— start SELECTED EXTRACT —
Detecting a site's home page and grabbing links

Forum Moderators: coopster

Message Too Old, No Replies

Detecting a site's home page and grabbing links

flashkid

1:00 pm on Oct 26, 2003 (gmt 0)

I'm making a php script that grabs the links out of a given site example:
"http://www.microsoft.com"
I want to be able to :
1-detect the site's homepage (even it was insisde another directory )
2-make a regular expresion math for the
<a ...some attributes here... href=....>LINK</a>
my regex is :
preg_match_all("!(<a *href=([^>]*)>)([^<]*)(<\/a>)!si",$string,$matches)
but this doesn't grab a link like:
<a class="mnpGlobalToolbarLink" dir="LTR" href="http://support.microsoft.com" target="_parent" guid="m1b3560fa9d8189ce386c2508f94c616f">Support</a>
Thanx

[edited by: jatar_k at 5:32 pm (utc) on Oct. 27, 2003]
[edit reason] turned off smilies [/edit]

jatar_k

5:33 pm on Oct 27, 2003 (gmt 0)
— end SELECTED EXTRACT —
◆ GOAL: Pick up the forum thread on grabbing a site's links with a PHP regex and write the post that follows jatar_k's name and timestamp.
— start RECORD LIST —
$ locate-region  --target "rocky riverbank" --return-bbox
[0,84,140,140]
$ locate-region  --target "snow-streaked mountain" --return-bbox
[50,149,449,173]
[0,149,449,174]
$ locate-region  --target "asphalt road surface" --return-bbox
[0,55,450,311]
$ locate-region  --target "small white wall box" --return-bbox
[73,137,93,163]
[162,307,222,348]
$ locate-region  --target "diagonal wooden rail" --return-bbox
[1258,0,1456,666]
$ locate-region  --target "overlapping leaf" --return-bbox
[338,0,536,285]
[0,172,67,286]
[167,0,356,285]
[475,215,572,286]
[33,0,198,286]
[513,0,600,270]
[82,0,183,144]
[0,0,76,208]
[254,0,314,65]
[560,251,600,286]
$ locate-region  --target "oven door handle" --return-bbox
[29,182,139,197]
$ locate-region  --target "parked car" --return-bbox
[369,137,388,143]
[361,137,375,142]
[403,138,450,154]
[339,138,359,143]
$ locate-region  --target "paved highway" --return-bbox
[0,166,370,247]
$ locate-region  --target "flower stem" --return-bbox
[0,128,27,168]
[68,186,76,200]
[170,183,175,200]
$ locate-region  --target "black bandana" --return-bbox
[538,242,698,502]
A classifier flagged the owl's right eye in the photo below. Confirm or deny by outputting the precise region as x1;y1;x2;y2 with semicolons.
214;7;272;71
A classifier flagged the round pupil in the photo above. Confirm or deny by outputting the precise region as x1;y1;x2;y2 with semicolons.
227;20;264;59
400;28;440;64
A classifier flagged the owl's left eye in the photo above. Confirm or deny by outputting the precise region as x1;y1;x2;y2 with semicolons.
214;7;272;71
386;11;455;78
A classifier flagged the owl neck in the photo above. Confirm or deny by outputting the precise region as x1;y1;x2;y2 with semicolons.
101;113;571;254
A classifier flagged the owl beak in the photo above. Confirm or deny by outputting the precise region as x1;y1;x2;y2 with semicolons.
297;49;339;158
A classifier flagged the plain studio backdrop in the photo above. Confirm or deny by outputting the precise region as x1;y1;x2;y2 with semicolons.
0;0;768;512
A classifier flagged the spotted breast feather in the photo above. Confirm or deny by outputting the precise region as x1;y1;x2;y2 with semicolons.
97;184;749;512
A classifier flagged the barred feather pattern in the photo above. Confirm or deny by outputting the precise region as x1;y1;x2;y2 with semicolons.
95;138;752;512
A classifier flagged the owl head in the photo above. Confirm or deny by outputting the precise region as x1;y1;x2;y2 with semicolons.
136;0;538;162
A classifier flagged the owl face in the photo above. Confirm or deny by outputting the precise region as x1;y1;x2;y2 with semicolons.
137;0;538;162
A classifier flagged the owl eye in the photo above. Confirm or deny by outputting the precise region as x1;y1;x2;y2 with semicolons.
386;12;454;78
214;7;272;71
— end RECORD LIST —
◆ EXERCISE OUTPUT:
Welcome to WebmasterWorld flashkid,

since I am no regex expert maybe one of the folk will see this shameless mod *bump*. I turned off the smiles in your post so the pattern could be read properly.

vincevincevince

5:48 pm on Oct 27, 2003 (gmt 0)


preg_match("\/</s*a[^/>]*href/s*=([^/s]*)\i",$url,$matches);
echo $matches[1];

(untested)